BEGIN Extracted text

Amazon's Warehouse of Sadness and Horribleness
Have you read the story about the Amazon warehouse outside Allentown? You should! It’s not… good. In short, Amazon largely staffs that warehouse with temporary workers through an agency, dangling the prospect of being promoted to full-time employee. Then it parks ambulances outside for when they pass out from heat exhaustion. Then, when they don’t make quota, what with all the passing out, they’re often dismissed. (Yes, to be fair, some are promoted, and some do fine.) Hold on to your Kindles!
Here are the three most blood-boiling parts. (Your blood-boiling mileage may vary; it’s a very long story and there’s lots in it!
One hot day in June, [44-year-old Karen] Salasky said, she wasn’t feeling well. Her fingers tingled and her body felt numb. She went to the restroom. An ISS manager asked if she was OK, and she said no. She was taken by wheelchair to an air-conditioned room, where paramedics examined her while managers asked questions and took notes.
“I was really upset and I said, ‘All you people care about is the rates, not the well-being of the people,’” she said. “I’ve never worked for an employer that had paramedics waiting outside for people to drop because of the extreme heat.”

END Extracted text

**What this exercise asks**
1. Echo the Amazon warehouse post between "Here are the" and "and took notes.", inclusive.
2. Answer these questions from the Amazon warehouse post:
(a) Which town is the warehouse located outside of?
(b) How old is Karen Salasky?
(c) How was Salasky taken to the air-conditioned room?
3. From the Amazon warehouse post, list every physical complaint Salasky reports on the hot day in June.

BEGIN Provided records

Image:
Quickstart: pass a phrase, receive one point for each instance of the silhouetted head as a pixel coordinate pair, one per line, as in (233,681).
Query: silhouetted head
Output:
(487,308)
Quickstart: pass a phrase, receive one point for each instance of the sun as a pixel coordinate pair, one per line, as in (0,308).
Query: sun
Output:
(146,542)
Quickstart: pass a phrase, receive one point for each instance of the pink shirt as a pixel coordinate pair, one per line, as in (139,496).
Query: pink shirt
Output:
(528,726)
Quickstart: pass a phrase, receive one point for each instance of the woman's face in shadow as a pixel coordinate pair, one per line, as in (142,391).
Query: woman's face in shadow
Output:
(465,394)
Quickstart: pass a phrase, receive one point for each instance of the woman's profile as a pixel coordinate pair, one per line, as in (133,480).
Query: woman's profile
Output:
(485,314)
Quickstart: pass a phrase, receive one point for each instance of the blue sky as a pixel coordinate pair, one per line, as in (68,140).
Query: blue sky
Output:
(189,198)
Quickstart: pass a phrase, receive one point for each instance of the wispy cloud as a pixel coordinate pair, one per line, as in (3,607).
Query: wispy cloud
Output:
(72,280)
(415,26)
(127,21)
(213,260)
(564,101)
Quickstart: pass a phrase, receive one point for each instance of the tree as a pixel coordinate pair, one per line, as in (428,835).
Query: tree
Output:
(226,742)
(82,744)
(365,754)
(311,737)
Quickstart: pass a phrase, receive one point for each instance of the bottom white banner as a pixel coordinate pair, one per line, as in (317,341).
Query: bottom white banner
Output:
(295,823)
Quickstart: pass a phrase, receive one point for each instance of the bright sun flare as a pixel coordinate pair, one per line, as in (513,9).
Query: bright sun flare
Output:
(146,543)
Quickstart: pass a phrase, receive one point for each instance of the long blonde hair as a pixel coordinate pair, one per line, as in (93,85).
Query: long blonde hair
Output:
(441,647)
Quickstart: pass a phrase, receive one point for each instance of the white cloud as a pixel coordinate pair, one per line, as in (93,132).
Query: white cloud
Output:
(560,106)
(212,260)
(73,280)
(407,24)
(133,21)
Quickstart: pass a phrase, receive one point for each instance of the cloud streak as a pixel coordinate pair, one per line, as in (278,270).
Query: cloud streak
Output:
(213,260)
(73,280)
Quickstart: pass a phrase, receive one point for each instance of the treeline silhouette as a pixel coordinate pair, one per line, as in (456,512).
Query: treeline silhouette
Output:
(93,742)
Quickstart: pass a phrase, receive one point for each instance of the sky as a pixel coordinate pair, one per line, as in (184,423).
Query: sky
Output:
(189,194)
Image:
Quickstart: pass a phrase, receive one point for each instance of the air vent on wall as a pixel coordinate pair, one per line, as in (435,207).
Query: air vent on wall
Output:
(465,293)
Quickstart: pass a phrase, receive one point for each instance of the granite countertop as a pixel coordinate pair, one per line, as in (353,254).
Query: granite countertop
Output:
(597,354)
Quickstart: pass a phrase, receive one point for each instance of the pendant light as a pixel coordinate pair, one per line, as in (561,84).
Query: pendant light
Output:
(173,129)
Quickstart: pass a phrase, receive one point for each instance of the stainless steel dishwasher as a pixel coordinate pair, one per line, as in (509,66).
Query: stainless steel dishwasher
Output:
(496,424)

END Provided records

**Per-task outputs**
1.
Here are the three most blood-boiling parts. (Your blood-boiling mileage may vary; it’s a very long story and there’s lots in it!
One hot day in June, [44-year-old Karen] Salasky said, she wasn’t feeling well. Her fingers tingled and her body felt numb. She went to the restroom. An ISS manager asked if she was OK, and she said no. She was taken by wheelchair to an air-conditioned room, where paramedics examined her while managers asked questions and took notes.

2.
(a) Allentown
(b) 44
(c) By wheelchair

3.
- She wasn't feeling well
- Her fingers tingled
- Her body felt numb